TASK STATEMENT
In the passage, what happened to the book that claimed to prove a steamer could never cross the ocean?

TEXT PASSAGE
A man wrote a book, and in that book he scientifically proved that it would be impossible for a steamer to cross the ocean.  It would sink under the weight of the coal you’d have to pour on the inside of that hull in order to drive it across the ocean, and he proved that scientifically.  And the first steamer that crossed the ocean carried that book in it and delivered it on the other side.  By scientific aeronautical engineering, a bumblebee can’t fly; but he doesn’t know it, so he flies anyway.

Oh, for a tremendous faith!  And they gathered around Columbus and said, "And you sail this way, and that way, and that way, and if you keep on sailin’, and by and by you’ll sail over the abyss.  You’ll come to the edge of the world and you’ll fall over."  And other people gathered round him and said, "Did you know there’s a great monster in the midst of the ocean, and when he breathes, that’s the tide coming in, and when he exhales, that’s the tide coming out?  And if you sail out there to that middle of the ocean, that great monster will swallow you up."  Unbelief, discouragement: "God can’t do that – too hard for Him."

I have always liked that song that the builders of the canal in Panama sang.  When they got through with their job they sang a song that went like this:

 

Don’t send us back to a life that’s tame again,

We, who have shattered a continent’s spine.

Easy work? Oh! we couldn’t do that again.

Haven’t you something that’s more in our line?

 

Got any rivers you say are not crossable?

Got any mountains you can’t tunnel through?

We specialize in the wholly impossible –

Doing what nobody ever could do.

[Author and date unknown]

 

For the spirit of conquest and achievement, it can be done; and we’re the people by God’s grace and help that can do it.

Would you like to see the dead raised?  Would you like to see miracles wrought?  Would you like to see the most impossible and unbelievable things in God’s hand come to pass?  Then don’t sit on that stone.  Get off of it and push! Lift!  "Said I not unto thee, that, if thou wouldst believe, thou shouldst see the glory of God?" [John 11:40]

That stone is one of almost universal spiritual lethargy and apathy – or could I say it like this:  downright, no count, good for nothing, sorry laziness.  And it stands in the way, and it blocks, and it’s solid granite: the vast, tremendous, indescribable, unbelievable lethargy of God’s people.  I read where a group of Pentecostals, having a great mission work assigned them and having the task of learning difficult and recondite languages, they were praying for the gift of tongues.  And a fellow said, "What you praying for the gift of tongues for?"  And they replied, "To save us the trouble of learning the languages."  Praying for the gift of tongues: sorry, no-count, lazy.  God’s people – lethargy, phlegmatic, spiritually lazy.

I don’t know why every time there’s a little change of weather the thing goes down.  Goes down less in our church than any church that I know of, but it goes down.  And I go out and look at it.  Oh, it may rain forty years from now – we hope so – may.  But you just let any little thing arise, any little thing, and there’ll be a great many people who just roll over in bed and go to sleep.  They open one eye and the sun isn’t shining, so they just close both of them and go back to sleep.  Isn’t that a sight?  Isn’t that indescribable?  God’s people, saved people.

DATA ROWS
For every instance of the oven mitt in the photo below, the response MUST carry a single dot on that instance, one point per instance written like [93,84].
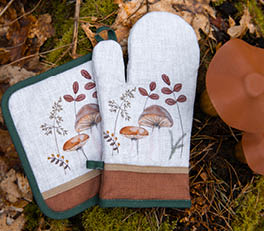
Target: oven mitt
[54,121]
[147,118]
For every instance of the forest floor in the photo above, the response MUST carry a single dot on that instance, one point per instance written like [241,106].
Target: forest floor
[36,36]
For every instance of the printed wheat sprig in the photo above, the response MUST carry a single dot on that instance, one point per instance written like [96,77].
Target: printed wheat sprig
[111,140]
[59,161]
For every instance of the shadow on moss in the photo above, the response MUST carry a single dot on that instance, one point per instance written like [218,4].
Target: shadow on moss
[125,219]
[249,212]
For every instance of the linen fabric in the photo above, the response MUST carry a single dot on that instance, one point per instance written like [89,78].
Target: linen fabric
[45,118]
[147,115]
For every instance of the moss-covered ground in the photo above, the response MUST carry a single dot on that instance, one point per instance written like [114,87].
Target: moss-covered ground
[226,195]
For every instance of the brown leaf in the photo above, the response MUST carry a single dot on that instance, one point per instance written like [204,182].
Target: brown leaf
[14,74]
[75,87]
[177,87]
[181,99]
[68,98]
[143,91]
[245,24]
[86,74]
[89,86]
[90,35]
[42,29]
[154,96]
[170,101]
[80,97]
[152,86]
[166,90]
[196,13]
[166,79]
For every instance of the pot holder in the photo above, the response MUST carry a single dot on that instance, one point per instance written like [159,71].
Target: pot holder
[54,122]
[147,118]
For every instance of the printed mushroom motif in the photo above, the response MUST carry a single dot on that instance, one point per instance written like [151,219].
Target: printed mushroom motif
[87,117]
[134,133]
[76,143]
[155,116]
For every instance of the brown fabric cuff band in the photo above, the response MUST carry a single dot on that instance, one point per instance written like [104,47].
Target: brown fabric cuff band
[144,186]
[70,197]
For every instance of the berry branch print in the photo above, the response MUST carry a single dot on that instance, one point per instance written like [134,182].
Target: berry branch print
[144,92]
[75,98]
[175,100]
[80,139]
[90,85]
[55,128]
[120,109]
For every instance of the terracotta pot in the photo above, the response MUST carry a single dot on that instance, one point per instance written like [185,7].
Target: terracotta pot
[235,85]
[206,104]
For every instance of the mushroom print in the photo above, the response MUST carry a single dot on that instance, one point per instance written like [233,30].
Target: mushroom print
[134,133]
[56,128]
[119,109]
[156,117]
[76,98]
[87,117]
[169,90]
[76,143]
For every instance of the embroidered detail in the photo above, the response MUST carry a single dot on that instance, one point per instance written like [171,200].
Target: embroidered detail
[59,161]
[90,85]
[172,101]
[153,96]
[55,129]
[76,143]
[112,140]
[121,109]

---

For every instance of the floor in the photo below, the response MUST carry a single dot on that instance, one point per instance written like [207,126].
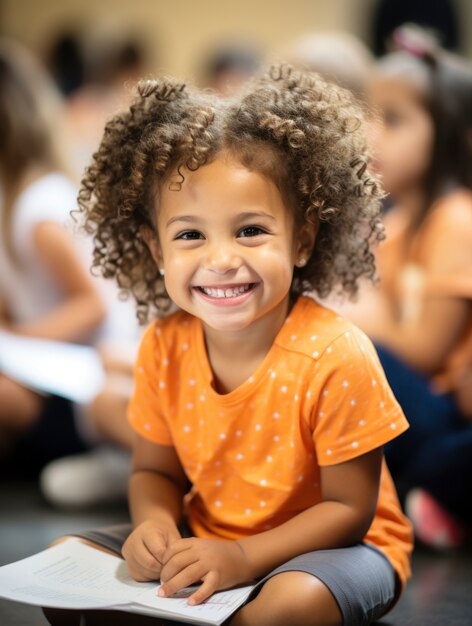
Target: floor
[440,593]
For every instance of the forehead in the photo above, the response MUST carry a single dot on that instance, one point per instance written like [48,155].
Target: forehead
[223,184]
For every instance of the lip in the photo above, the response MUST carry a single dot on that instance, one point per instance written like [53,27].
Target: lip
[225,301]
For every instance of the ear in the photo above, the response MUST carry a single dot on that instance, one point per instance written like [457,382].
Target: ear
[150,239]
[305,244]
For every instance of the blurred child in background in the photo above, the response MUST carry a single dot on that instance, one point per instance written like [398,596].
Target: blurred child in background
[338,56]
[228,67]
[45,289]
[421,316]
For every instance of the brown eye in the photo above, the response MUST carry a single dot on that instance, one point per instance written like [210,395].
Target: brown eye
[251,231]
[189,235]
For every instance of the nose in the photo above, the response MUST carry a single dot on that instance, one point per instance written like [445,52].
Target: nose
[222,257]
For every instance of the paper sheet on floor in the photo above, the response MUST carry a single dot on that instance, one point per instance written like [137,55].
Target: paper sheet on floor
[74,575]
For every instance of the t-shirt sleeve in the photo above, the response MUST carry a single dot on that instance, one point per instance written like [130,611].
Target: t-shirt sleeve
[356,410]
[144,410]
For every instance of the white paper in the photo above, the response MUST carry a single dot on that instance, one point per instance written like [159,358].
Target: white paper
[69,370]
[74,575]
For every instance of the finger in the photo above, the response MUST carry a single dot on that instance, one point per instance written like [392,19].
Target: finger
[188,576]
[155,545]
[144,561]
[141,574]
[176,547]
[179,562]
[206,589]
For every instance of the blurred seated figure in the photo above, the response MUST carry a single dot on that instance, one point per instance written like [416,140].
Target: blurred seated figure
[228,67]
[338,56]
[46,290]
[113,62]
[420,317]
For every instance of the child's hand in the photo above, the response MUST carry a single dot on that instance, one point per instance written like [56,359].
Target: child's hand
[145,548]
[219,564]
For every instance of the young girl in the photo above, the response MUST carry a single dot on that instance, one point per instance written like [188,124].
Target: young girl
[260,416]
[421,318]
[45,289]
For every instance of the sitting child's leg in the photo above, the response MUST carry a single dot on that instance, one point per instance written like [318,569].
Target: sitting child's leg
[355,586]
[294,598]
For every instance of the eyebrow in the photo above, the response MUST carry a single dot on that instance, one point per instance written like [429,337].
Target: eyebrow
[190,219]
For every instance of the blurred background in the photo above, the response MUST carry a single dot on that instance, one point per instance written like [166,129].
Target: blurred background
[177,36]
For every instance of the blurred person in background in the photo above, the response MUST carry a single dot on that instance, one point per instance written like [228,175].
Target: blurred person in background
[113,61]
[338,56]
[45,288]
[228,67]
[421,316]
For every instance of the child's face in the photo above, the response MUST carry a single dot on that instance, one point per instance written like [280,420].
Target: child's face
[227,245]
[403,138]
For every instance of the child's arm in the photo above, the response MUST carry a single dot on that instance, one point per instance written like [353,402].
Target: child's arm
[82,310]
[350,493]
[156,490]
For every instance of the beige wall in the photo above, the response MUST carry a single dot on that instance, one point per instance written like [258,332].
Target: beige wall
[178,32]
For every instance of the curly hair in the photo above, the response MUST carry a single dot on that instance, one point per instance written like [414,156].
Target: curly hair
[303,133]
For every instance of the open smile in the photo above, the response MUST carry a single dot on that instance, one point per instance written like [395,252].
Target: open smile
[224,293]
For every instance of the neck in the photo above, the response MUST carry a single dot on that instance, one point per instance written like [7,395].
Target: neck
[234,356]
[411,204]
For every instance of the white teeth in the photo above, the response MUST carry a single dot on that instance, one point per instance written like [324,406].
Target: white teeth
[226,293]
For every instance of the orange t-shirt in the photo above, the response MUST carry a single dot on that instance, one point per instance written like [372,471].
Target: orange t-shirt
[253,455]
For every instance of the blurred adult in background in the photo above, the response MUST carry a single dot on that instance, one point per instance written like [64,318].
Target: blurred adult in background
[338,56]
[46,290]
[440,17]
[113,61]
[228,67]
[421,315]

REPLY TO THE TASK
The first steamer to cross the ocean carried that book and delivered it on the other side.